Tasks for this exercise:
A. In the aquarium stocking reply, translate the sentence "An angel will also eat an amano shrimp." into Spanish.
B. Do the following statements agree with the aquarium stocking reply? Answer yes or no for each and quote the deciding words. (i) The writer puts the fish at 24 gallons' worth, even on a very conservative count. (ii) The writer suggests pairing angels with smaller tetras such as neons. (iii) Pete City's message came less than a week after Ben's post.

Passage shown:
◇ ◇ ◇ ◇ ◇ ◇ ◇

My main concern is your stocking problems. First, angel needs about 5-10 gallons each, the neons 1/2 to 1 the sae's 3-6 the amano's 1/2 to 1 the otto's 1-2. *Super* conservatively, that's 24 gallons worth of fish. Seriously a happier and less stressfull tank would be 48 gallons after your fish have grown some. This will be a trying problem with your water conditions eventually, after the plants have finished using nitrates as their limiting nutrients. Secondly and *MOST* importantly you've got incompatible fish/inverts. Angels HUNT neons. They ARE their natural PREY. An angel will also eat an amano shrimp. Lastly SAE will grow more tempermental and large as the grow older and shouldn't be kept together. I've had these same kinds of set-ups in the past, with angels and tetras, and the only way to avoid the problems with mixing them is to keep them in a large tank with larger type tetras like cardinals or rummy noses and growing the angels in tank from dime or smaller size. But no matter what, the shrimp/angel and the two SAE's are a bad mix long term.

Sorry if this sounds down cause I think you've got a great start to a beautifully planted nano
tank and like I said I too have tied puting all may favorites into one small tank ie: Tetras angels and shrimp oh my!


----------



## Pete City (Sep 18, 2004)

Hey Ben,
What's happening with the tank? You posted over a month ago, how about an update!


----------

◇ ◇ ◇ ◇ ◇ ◇ ◇

Information supplied:

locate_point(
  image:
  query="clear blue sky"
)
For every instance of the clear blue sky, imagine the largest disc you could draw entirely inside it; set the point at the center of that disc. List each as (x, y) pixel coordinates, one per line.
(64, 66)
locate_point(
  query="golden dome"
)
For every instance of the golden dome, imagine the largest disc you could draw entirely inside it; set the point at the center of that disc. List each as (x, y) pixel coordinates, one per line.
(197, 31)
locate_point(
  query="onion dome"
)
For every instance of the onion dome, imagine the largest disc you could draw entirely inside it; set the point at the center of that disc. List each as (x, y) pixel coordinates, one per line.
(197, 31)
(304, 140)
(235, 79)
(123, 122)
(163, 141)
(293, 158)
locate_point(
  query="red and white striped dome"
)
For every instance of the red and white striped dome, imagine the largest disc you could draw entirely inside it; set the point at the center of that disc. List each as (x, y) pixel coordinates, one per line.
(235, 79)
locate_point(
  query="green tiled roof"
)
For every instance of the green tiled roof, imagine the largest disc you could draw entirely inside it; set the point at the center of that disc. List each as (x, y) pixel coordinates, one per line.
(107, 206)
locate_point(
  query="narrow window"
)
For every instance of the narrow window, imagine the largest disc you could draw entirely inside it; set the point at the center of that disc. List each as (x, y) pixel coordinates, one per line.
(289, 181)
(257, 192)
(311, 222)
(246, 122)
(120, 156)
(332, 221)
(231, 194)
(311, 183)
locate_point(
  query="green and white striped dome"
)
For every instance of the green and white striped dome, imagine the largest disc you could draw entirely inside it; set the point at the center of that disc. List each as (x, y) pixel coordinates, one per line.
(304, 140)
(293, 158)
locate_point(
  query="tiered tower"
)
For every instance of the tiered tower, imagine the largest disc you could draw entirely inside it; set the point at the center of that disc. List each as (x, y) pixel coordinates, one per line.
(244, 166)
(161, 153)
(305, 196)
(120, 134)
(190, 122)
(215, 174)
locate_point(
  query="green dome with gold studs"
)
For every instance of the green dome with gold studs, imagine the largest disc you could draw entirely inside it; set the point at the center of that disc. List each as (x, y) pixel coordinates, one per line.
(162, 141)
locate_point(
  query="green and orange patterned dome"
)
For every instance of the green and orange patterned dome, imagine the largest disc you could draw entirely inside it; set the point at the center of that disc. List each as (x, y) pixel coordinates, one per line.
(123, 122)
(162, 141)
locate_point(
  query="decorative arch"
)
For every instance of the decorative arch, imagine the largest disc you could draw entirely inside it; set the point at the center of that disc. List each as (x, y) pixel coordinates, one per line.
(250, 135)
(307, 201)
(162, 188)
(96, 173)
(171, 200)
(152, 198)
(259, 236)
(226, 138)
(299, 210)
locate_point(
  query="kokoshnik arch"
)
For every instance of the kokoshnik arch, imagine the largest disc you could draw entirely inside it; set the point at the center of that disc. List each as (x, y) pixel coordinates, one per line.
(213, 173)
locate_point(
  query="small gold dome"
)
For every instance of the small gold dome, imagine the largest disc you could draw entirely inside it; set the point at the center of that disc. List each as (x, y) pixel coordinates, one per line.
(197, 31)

◇ ◇ ◇ ◇ ◇ ◇ ◇

Solution list:
A. Un pez ángel también se comerá un camarón amano.

B.
(i) Yes: "*Super* conservatively, that's 24 gallons worth of fish."
(ii) No: "keep them in a large tank with larger type tetras like cardinals or rummy noses"
(iii) No: "You posted over a month ago"